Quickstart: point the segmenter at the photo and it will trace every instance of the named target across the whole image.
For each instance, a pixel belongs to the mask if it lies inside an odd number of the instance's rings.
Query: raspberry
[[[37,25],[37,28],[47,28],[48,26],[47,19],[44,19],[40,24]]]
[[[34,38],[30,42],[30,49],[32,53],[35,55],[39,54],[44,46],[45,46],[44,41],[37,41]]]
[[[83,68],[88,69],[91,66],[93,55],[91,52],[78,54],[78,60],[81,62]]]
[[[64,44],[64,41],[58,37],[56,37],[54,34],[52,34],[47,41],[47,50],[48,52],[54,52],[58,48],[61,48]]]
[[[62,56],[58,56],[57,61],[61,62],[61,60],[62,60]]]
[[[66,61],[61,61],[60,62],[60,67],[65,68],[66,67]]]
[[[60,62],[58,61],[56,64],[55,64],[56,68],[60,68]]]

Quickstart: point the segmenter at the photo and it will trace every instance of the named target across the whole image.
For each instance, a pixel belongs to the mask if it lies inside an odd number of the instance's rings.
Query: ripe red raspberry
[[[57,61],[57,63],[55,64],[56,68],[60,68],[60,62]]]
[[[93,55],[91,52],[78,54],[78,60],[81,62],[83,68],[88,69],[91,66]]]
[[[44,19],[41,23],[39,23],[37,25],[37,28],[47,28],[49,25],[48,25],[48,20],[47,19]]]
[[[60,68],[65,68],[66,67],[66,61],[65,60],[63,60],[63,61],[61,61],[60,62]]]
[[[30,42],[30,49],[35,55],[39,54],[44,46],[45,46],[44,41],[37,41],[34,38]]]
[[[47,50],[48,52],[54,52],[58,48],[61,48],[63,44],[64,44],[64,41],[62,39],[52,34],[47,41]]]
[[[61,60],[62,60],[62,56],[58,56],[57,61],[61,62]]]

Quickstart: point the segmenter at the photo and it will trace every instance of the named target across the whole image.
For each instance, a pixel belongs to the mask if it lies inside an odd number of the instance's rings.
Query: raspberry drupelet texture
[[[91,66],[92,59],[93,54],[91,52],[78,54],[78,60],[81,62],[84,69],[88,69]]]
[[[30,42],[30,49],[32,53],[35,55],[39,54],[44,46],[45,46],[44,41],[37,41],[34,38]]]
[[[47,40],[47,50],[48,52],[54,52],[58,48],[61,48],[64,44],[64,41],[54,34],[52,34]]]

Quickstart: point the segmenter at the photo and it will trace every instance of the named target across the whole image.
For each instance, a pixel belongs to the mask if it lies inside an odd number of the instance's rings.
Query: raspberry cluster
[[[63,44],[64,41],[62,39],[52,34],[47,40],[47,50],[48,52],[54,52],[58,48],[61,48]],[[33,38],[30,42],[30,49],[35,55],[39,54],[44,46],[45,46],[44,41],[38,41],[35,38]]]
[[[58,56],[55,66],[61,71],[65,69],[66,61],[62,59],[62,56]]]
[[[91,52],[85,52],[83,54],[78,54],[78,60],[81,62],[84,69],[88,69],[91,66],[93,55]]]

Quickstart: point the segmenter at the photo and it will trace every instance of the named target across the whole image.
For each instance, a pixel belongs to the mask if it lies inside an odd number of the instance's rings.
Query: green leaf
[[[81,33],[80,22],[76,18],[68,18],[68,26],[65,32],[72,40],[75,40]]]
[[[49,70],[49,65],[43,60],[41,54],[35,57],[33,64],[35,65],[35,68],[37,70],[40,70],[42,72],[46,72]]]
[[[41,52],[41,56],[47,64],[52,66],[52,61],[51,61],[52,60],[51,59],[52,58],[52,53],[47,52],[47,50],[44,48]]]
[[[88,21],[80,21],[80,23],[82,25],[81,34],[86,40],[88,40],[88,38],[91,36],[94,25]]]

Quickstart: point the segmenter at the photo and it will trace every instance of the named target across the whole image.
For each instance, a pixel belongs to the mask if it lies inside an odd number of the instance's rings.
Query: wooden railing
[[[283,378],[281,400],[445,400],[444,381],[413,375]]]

* * * * * * * * *

Direction: Can you reproduce all the material exactly?

Answer to this exercise:
Quickstart: point the segmenter at the photo and it will trace every instance of the named target across the whole image.
For each instance, a pixel belongs to the mask if it lies inside an odd number of the instance's rings.
Query: raspberry
[[[37,25],[37,28],[47,28],[48,26],[47,19],[44,19],[40,24]]]
[[[34,38],[30,42],[30,49],[32,53],[35,55],[39,54],[44,46],[45,46],[44,41],[37,41]]]
[[[83,68],[88,69],[91,66],[93,55],[91,52],[78,54],[78,60],[81,62]]]
[[[64,44],[64,41],[58,37],[56,37],[54,34],[52,34],[47,41],[47,50],[48,52],[54,52],[58,48],[61,48]]]
[[[62,56],[58,56],[57,61],[61,62],[61,60],[62,60]]]
[[[66,61],[61,61],[60,62],[60,67],[65,68],[66,67]]]
[[[60,62],[58,61],[56,64],[55,64],[56,68],[60,68]]]

Quickstart: point the segmenter at the photo and it will trace every instance of the named target across the whole image.
For each instance, a pixel belongs to the mask if it lies inside an odd number of the instance's rings.
Query: ripe red raspberry
[[[57,61],[57,63],[55,64],[56,68],[60,68],[60,62]]]
[[[93,55],[91,52],[78,54],[78,60],[81,62],[83,68],[88,69],[91,66]]]
[[[44,19],[41,23],[39,23],[37,25],[37,28],[47,28],[49,25],[48,25],[48,20],[47,19]]]
[[[60,68],[65,68],[66,67],[66,61],[65,60],[63,60],[63,61],[61,61],[60,62]]]
[[[30,42],[30,49],[35,55],[39,54],[44,46],[45,46],[44,41],[37,41],[34,38]]]
[[[47,50],[48,52],[54,52],[58,48],[61,48],[63,44],[64,44],[64,41],[62,39],[52,34],[47,41]]]
[[[61,60],[62,60],[62,56],[58,56],[57,61],[61,62]]]

Quickstart: point the segmenter at the photo and it will trace every instance of the named target across the whole image.
For each instance, a pixel belongs to the mask if it lies inside an odd number of the instance's rings.
Query: raspberry drupelet texture
[[[91,66],[92,59],[93,54],[91,52],[78,54],[78,60],[81,62],[84,69],[88,69]]]
[[[30,42],[30,49],[32,53],[35,55],[39,54],[44,46],[45,46],[44,41],[37,41],[34,38]]]
[[[47,40],[47,50],[48,52],[54,52],[58,48],[61,48],[64,44],[64,41],[54,34],[52,34]]]

Quickstart: point the segmenter at the photo and it will trace every instance of the named target across the whole image.
For each instance, a pixel belongs to the mask if it lies inside an odd number of the instance's rings.
Query: raspberry cluster
[[[63,44],[64,41],[62,39],[52,34],[47,40],[47,50],[48,52],[54,52],[58,48],[61,48]],[[33,38],[30,42],[30,49],[35,55],[39,54],[44,46],[45,46],[44,41],[38,41],[35,38]]]
[[[58,56],[55,66],[61,71],[65,69],[66,61],[62,59],[62,56]]]
[[[91,52],[85,52],[83,54],[78,54],[78,60],[81,62],[84,69],[88,69],[91,66],[93,55]]]

Quickstart: point the segmenter at the photo and it will trace every instance of the named target across the whole image.
For each instance, a pixel belongs to the mask if it lies inside an odd number of the instance's rings.
Query: green leaf
[[[81,33],[80,22],[76,18],[68,18],[68,26],[65,32],[72,40],[75,40]]]
[[[49,70],[49,65],[43,60],[41,54],[35,57],[33,64],[35,65],[35,68],[37,70],[40,70],[42,72],[46,72]]]
[[[41,52],[41,56],[47,64],[52,66],[52,61],[51,61],[52,60],[51,59],[52,58],[52,53],[47,52],[47,50],[44,48]]]
[[[88,21],[80,21],[80,23],[82,25],[81,34],[86,40],[88,40],[88,38],[91,36],[94,25]]]

Quickstart: point the segmenter at the photo and it will trace every instance of the named target across the whole image.
For each instance, a pixel belongs to the mask if it lies inside an odd number of the instance's rings.
Query: wooden railing
[[[283,378],[281,400],[445,400],[444,381],[413,375]]]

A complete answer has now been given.